**EXERCISE PROMPT**
Return the lines beginning at the one that contains "of the wooden" and continuing to the end of the entries, including both ends, exactly as written and nothing else.

___

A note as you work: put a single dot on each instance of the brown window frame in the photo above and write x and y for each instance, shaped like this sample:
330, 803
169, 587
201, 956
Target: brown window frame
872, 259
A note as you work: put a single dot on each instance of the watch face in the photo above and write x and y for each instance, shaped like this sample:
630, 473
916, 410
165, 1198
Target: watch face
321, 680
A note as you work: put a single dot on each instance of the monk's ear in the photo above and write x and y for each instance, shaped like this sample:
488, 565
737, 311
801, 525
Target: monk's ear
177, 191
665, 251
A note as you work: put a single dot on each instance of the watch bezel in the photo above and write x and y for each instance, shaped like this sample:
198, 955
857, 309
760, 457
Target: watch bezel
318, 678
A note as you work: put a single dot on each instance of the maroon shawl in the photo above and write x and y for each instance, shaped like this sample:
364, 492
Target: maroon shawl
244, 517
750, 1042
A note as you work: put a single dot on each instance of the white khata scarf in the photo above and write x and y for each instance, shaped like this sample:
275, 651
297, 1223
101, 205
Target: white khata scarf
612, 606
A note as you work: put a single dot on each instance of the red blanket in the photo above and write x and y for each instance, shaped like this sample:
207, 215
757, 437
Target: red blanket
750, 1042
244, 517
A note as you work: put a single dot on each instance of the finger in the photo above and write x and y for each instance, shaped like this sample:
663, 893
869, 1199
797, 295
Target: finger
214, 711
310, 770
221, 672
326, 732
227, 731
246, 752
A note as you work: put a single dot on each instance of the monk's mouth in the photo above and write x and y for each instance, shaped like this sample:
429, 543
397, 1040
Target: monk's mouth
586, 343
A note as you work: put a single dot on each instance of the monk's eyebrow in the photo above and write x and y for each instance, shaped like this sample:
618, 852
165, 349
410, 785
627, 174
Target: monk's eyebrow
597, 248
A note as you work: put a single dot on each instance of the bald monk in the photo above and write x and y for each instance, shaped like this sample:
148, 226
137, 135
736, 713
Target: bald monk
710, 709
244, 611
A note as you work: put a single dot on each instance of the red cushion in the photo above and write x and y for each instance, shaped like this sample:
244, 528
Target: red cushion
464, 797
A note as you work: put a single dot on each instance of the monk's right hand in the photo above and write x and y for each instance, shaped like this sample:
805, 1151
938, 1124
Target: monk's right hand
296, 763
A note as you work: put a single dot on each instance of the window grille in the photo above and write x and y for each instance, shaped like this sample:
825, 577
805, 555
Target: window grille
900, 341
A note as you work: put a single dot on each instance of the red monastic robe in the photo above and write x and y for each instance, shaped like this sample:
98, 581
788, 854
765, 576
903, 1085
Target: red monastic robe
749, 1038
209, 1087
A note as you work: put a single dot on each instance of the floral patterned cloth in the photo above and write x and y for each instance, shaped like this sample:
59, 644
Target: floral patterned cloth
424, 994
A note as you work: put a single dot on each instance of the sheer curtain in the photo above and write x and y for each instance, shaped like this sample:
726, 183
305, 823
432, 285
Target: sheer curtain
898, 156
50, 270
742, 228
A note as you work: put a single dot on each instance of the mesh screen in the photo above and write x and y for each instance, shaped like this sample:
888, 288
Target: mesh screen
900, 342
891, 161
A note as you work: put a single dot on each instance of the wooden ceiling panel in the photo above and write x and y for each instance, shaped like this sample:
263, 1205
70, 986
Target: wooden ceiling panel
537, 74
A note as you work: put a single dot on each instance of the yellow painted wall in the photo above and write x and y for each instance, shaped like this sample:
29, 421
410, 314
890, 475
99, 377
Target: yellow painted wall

___

**SOLVED EXERCISE**
A note as you work: put a single dot on each instance of the wooden ceiling panel in the photo above and write x and y for each instance, shaped like this sample:
263, 1205
70, 986
Target: wooden ceiling panel
537, 74
A note as you work: put a single dot on each instance of the yellow painted wall in the photo above and write x and y for each instance, shaped like this sample:
29, 421
410, 314
890, 475
99, 377
Target: yellow painted wall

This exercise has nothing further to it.